Active flexibility

Passive stretching assisted by an external force whilst active stretching only relies on muscle strength

Active flexibility is an important element of both pole and calisthenics. It’s not enough to just passively stretch, we need to work on our active flexibility. What’s the difference, I can hear you ask. Passive flexibility is what most people work on when they are stretching. It is when you use external forces to put you into a stretched position. It can be your weight, gravity, dumbbells, etc. Active flexibility is when you only use your muscles to hold you in a certain position. For example when we think about a hamstring stretch when someone lifts your leg in the air or you’re sitting in a front split on the floor vs. holding it in the air without any assistance.

Ideally we should train both. If you have a big difference between your active and passive flexibility, the chances of getting injured increases as even tho you might be able to push yourself into positions, you’re not strong enough to hold them without assistance. For example you can lift your leg next to your head with the help of your hands, band or a partner but when you let go, your leg drops significantly. This is the point where most injuries happen as your body is familiar with the position but without external help it doesn’t know (as it’s not strong enough) how to support you in it.


If you have hypermobility you are at an even bigger risk of getting injured if you don’t strengthen your end range mobility. Hypermobility is when your ligaments are generally looser around your joints. (If your knees or elbows bend backwards or you can touch your thumb to your forearm you are likely hypermobile.) To strengthen end range of motion there are different options available to you. For example you can passively lift the body part into end range and by loosening the support you try to keep it in the same position.

Active flexibility doesn’t just look good but makes certain moves a lot easier. Thinking about things like a handstand press, if you can keep your legs closer to your body it will be a lot easier to lift them in the air. As an overhead athlete probably the most important part of your mobility is overhead mobility. Tight shoulders increase the risk of injuries forcing the body to find the lacking range of motion elsewhere leaving other structures not designed for it to take up the slack.

Wall angels

Every training session should start with a thorough warm up followed by targeted soft tissue release. For example if I’m having a handbalancing session, I will target my lats, posterior delts and thoracic spine. At times I might feel tight elsewhere affecting my overhead mobility and roll my pec minor, upper traps or levator scapulae. If I’m working on presses, I give my hamstrings some extra TLC. After rolling/peanutting I’d strengthen the newly gained extra range of motion. Sticking with overhead mobility it would be some arm lifts in a childs position, pullovers, wall angels, overhead band lifts, etc. This step is probably the most important. This will strengthen the muscles at end range keeping you safe and confirming to your body that it can let you use this newly found extra range of motion. This won’t happen overnight, flexibility is the result of consistency. However if you keep to it, you’ll notice a huge difference. Due to time restrictions make sure that you’re prioritising. If you only do muscle ups and front levers, there’s no point focusing on your splits.

Active flexibility is an important part of training. It will make you stronger, bendier, and safer. You can unlock new moves and enhance the ones you can already do. It’ll make you a well rounded athlete. So don’t forget to dedicate a few minutes to it as often as you can – it’ll worth it.

Happy flexing!

_Dataset excerpts_
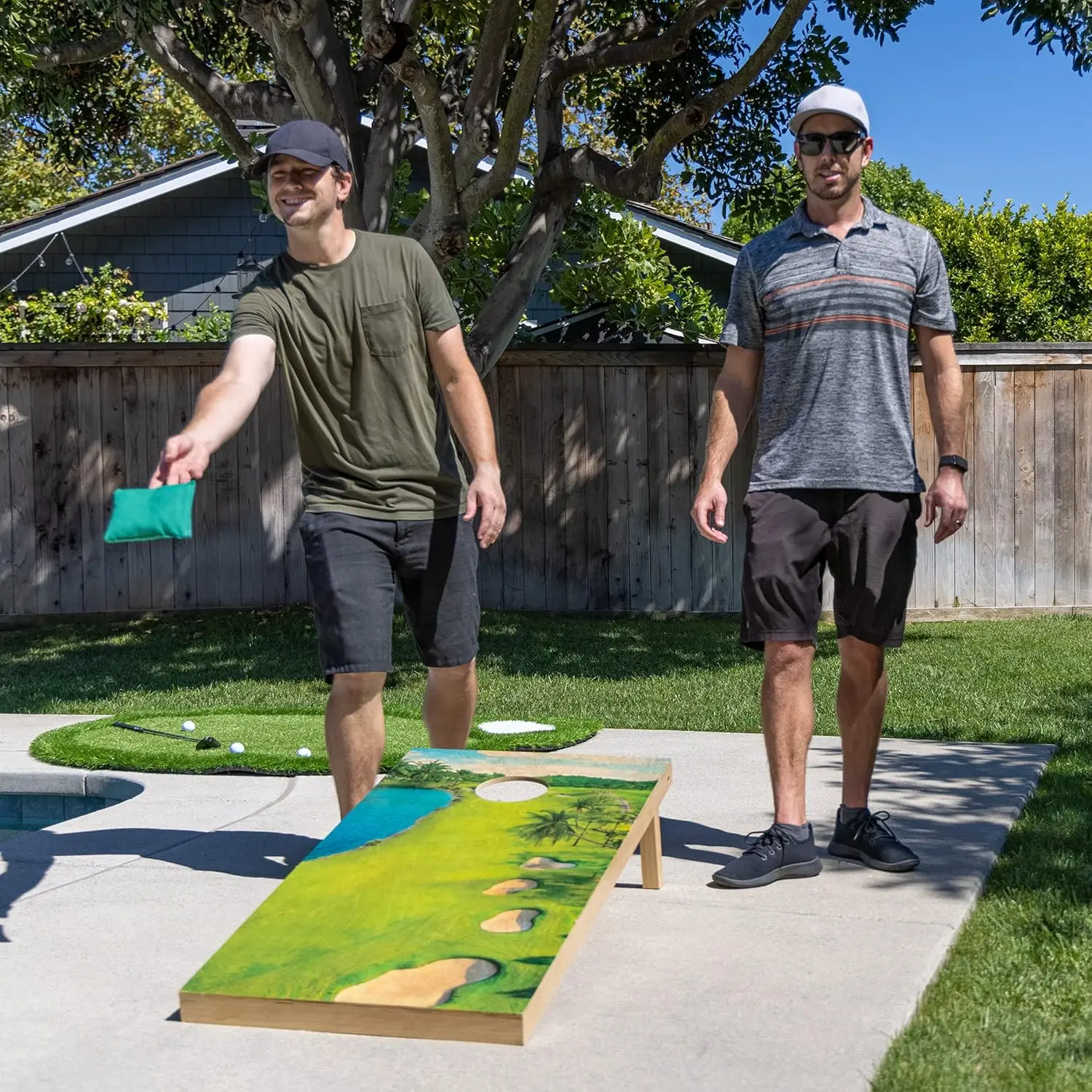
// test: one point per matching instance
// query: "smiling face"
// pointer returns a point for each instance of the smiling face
(303, 196)
(830, 176)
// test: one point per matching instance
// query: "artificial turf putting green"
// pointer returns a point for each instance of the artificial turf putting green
(271, 740)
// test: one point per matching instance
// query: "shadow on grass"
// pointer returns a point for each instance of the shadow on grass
(233, 852)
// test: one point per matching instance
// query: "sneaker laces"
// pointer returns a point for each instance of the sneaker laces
(764, 840)
(874, 828)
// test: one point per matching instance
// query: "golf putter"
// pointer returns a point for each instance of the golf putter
(210, 743)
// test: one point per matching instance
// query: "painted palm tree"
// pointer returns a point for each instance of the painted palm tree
(548, 827)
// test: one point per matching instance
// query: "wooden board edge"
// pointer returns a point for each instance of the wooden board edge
(338, 1018)
(587, 917)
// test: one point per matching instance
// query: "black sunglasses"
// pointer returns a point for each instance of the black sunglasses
(840, 143)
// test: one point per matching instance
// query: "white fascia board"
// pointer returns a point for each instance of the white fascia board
(65, 221)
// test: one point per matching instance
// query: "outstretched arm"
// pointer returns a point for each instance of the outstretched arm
(943, 384)
(471, 419)
(222, 408)
(733, 402)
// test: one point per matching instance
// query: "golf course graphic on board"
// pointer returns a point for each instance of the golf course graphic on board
(432, 911)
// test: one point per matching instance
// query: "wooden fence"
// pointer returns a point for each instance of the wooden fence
(600, 449)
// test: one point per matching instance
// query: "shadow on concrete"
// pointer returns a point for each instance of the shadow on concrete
(261, 854)
(954, 805)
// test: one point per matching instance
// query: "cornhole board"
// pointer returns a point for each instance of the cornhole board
(432, 912)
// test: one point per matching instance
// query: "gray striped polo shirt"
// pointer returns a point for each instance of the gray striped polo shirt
(832, 318)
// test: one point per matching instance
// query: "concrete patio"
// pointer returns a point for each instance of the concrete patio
(690, 986)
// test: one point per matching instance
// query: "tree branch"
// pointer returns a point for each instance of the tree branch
(439, 227)
(517, 109)
(500, 314)
(617, 47)
(384, 151)
(181, 65)
(480, 124)
(78, 52)
(641, 181)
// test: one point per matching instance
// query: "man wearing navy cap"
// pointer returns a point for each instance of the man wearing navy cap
(823, 308)
(378, 378)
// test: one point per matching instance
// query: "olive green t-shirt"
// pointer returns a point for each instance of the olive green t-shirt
(373, 434)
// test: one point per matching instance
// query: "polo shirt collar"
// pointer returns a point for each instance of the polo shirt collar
(799, 224)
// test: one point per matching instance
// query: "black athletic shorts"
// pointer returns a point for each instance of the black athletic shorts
(867, 539)
(352, 567)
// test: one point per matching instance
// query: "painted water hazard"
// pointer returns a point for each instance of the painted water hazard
(384, 812)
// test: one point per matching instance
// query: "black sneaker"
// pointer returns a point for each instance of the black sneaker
(775, 855)
(871, 841)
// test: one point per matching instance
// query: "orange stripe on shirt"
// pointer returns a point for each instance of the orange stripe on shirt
(834, 279)
(836, 318)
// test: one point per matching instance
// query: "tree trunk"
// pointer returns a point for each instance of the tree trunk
(502, 312)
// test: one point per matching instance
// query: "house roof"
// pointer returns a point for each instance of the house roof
(178, 176)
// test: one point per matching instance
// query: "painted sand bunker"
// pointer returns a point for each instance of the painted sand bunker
(411, 941)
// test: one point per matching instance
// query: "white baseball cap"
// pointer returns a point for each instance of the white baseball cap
(830, 98)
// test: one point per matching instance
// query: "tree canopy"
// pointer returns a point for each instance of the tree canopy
(672, 82)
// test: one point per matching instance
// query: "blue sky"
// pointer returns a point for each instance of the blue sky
(969, 107)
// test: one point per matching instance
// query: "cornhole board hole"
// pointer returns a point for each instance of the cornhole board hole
(447, 904)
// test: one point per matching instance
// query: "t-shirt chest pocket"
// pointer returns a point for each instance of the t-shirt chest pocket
(388, 328)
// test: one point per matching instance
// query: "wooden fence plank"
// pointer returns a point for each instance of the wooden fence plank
(1064, 488)
(596, 489)
(181, 397)
(90, 456)
(617, 434)
(681, 476)
(46, 475)
(68, 496)
(965, 537)
(511, 470)
(1045, 498)
(1024, 494)
(985, 489)
(21, 456)
(533, 462)
(138, 471)
(491, 566)
(8, 419)
(660, 491)
(1005, 469)
(577, 467)
(637, 467)
(111, 403)
(556, 507)
(1083, 485)
(701, 548)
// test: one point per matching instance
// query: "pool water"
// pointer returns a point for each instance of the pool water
(20, 812)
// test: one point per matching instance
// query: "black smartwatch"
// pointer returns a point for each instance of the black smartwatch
(958, 461)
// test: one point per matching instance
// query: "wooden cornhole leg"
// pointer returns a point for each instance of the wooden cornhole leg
(652, 855)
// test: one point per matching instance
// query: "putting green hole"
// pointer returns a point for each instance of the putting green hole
(510, 790)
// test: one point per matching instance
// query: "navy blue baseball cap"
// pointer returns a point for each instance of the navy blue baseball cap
(307, 140)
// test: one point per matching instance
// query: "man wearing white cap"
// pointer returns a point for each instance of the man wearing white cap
(821, 309)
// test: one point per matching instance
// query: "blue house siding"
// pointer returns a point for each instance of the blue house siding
(185, 245)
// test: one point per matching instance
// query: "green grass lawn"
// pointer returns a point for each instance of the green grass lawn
(271, 740)
(1011, 1009)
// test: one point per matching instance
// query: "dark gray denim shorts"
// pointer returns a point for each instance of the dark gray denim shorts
(353, 563)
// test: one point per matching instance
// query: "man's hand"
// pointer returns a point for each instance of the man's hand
(183, 459)
(712, 499)
(946, 497)
(485, 495)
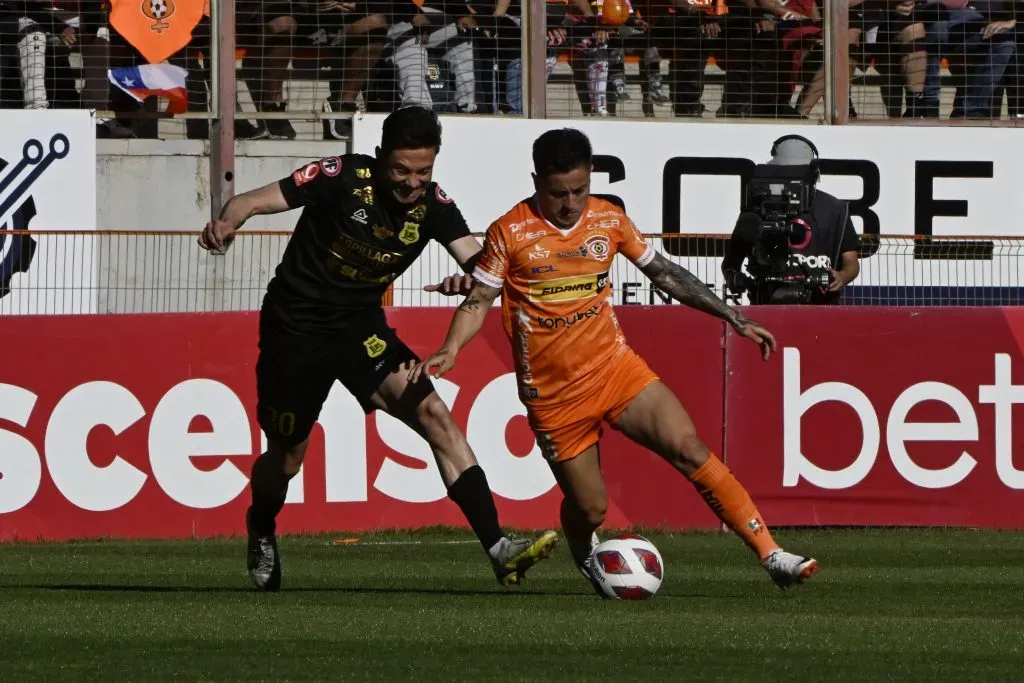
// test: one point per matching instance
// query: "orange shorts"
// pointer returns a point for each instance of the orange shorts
(565, 430)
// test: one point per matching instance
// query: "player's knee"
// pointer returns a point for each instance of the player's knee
(595, 511)
(291, 455)
(436, 421)
(687, 449)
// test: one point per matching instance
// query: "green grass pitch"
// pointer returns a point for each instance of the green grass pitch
(895, 605)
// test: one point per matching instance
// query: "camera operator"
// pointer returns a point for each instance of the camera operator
(798, 242)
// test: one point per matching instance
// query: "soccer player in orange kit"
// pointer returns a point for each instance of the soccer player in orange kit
(549, 257)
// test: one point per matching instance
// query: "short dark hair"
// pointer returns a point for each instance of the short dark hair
(411, 128)
(561, 151)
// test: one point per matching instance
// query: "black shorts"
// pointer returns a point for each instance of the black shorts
(295, 372)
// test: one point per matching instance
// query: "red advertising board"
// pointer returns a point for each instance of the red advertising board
(143, 426)
(888, 417)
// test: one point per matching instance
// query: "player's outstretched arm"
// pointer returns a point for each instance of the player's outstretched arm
(218, 233)
(466, 323)
(685, 288)
(466, 251)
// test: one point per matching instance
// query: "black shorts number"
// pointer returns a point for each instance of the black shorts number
(295, 371)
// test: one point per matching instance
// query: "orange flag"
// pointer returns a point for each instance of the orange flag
(158, 29)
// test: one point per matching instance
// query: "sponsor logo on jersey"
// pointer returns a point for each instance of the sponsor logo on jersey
(515, 227)
(598, 246)
(568, 321)
(371, 261)
(331, 166)
(530, 236)
(365, 194)
(568, 289)
(539, 253)
(579, 252)
(410, 233)
(375, 346)
(305, 174)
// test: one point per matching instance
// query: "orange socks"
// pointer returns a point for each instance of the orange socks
(727, 498)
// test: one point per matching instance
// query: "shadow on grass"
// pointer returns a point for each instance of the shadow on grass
(354, 590)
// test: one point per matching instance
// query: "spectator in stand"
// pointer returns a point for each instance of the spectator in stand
(265, 30)
(979, 41)
(798, 32)
(38, 38)
(1015, 69)
(560, 22)
(687, 32)
(352, 36)
(813, 65)
(434, 25)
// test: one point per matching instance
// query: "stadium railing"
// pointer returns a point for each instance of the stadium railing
(166, 271)
(873, 66)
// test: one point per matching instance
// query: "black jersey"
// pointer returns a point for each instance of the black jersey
(352, 241)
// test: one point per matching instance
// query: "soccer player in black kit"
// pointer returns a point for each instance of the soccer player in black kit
(364, 221)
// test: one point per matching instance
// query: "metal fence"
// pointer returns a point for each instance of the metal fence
(147, 272)
(300, 69)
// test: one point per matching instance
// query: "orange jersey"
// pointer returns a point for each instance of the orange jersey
(556, 295)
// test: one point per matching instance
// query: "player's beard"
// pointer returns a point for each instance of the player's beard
(404, 195)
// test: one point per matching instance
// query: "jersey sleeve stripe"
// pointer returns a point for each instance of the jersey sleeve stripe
(646, 257)
(487, 279)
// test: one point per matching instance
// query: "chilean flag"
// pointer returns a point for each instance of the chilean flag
(163, 80)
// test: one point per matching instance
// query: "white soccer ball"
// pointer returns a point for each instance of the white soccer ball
(628, 567)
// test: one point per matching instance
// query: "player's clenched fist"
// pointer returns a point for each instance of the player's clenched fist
(435, 366)
(217, 235)
(453, 286)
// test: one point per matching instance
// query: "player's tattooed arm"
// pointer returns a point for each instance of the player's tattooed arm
(466, 323)
(218, 233)
(685, 288)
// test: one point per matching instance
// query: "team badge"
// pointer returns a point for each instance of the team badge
(305, 174)
(375, 346)
(598, 247)
(331, 166)
(365, 194)
(410, 233)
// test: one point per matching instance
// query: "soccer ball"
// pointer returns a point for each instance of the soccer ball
(628, 567)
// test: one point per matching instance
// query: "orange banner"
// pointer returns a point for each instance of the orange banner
(158, 29)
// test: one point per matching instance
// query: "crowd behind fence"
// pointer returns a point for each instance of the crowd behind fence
(155, 272)
(304, 67)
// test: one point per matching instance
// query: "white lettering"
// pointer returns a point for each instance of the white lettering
(795, 403)
(420, 484)
(898, 430)
(1004, 393)
(20, 469)
(81, 410)
(344, 426)
(172, 446)
(512, 477)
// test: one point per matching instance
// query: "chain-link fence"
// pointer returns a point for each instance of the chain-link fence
(142, 272)
(303, 67)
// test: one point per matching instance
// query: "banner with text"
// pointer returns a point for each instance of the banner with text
(154, 434)
(689, 178)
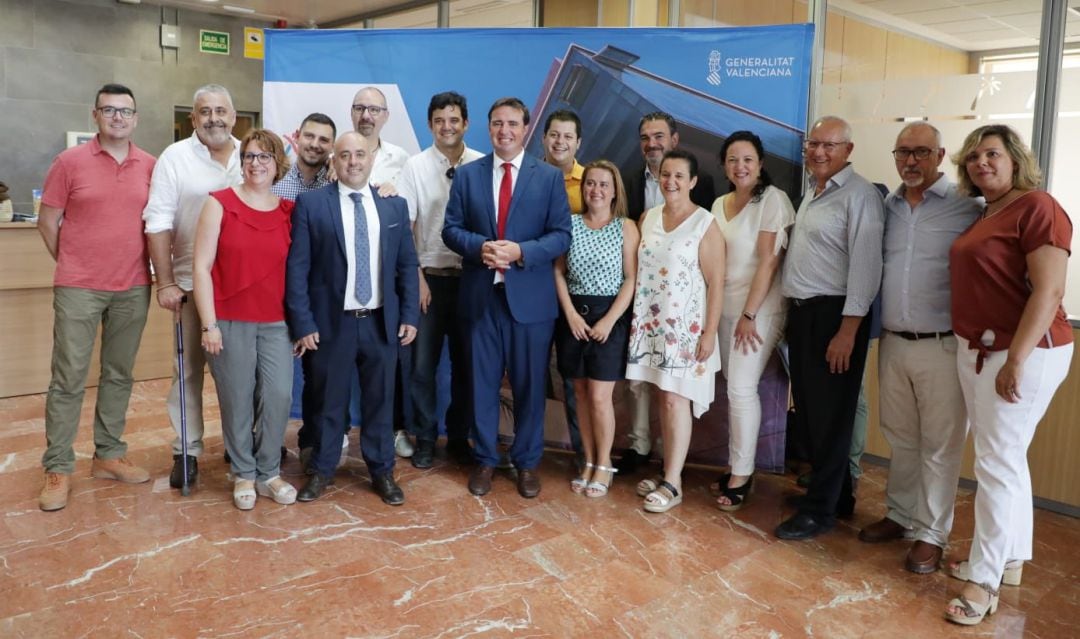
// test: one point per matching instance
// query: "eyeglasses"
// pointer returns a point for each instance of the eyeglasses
(374, 111)
(111, 111)
(919, 152)
(261, 158)
(811, 145)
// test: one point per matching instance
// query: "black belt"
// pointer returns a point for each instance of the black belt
(814, 300)
(917, 336)
(361, 313)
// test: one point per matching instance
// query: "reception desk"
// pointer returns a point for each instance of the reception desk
(26, 315)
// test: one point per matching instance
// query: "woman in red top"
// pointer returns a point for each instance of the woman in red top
(1015, 344)
(239, 272)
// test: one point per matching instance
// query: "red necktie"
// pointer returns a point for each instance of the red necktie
(504, 189)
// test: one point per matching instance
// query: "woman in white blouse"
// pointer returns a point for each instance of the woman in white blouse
(755, 217)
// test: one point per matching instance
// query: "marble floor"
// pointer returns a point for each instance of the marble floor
(144, 561)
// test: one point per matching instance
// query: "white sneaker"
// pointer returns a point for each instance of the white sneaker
(278, 489)
(402, 444)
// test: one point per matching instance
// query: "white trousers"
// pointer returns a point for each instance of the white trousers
(925, 422)
(194, 362)
(1002, 432)
(743, 374)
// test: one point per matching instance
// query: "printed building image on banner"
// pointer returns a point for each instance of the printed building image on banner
(713, 81)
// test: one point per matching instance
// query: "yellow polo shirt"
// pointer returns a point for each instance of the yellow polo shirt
(572, 182)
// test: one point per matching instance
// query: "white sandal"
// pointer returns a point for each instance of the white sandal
(972, 612)
(243, 494)
(278, 489)
(1012, 575)
(578, 484)
(599, 488)
(663, 499)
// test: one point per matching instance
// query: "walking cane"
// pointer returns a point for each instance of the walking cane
(185, 488)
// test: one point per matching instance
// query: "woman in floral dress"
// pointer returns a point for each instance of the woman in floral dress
(673, 341)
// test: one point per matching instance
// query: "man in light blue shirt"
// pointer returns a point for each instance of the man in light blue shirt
(922, 410)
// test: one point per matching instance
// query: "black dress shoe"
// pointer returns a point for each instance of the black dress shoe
(388, 489)
(176, 476)
(802, 526)
(480, 480)
(630, 461)
(459, 451)
(423, 454)
(528, 483)
(314, 488)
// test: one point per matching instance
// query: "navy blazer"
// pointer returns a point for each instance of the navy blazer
(315, 276)
(539, 222)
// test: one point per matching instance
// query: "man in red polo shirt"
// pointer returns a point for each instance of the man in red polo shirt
(91, 219)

_What to produce_
Extend the piece on active flexibility above by writing what comes next after its final line.

_Final answer_
How to structure a handbalancing session


Handbalancing has gained huge popularity recently. It’s the ultimate symbol of strength and control. Long gone are the days when it was only performed by gymnasts or circus artists. It is a staple part of crossfit boxes, breakdancers, calisthenics athletes, pole dancers, yogis, and the list could go on…

Handbalancing is an umbrella term used for different types of balances that only require your hands. For example frogstands, elbow levers, handstands, etc.

Whether you want to learn a new skill, get stronger, improve your balance, have a party trick or just have fun, you will need to start with the basics. Everyone’s starting point will be different, however it’s very important that you don’t skip progressions as it will bite you later on.

The 3 main components of a handbalancing are balance, strength and mobility. When starting out focus on each of these elements and your progress will be a lot quicker.

Mobility. Start each session with a thorough warm up. Shoulder and wrist care is of utmost importance as you’ll be putting a lot of weight on them in positions that they are not used to. You can use a foam roller or peanut to mobilise your lats and thoracic spine and a corkscrew for your forearms. Move them in all different directions and once they start getting warmer, start putting more weight on them. Follow this with active flexibility exercises focusing on your wrists, lats and shoulder end range. The biggest restricting factor is normally your latissimus dorsi. This is the muscle that comes from your back and attaches to the front of your shoulder. If it’s tight it won’t let you put your arm straight overhead making you compensate elsewhere and this is how a banana back was born.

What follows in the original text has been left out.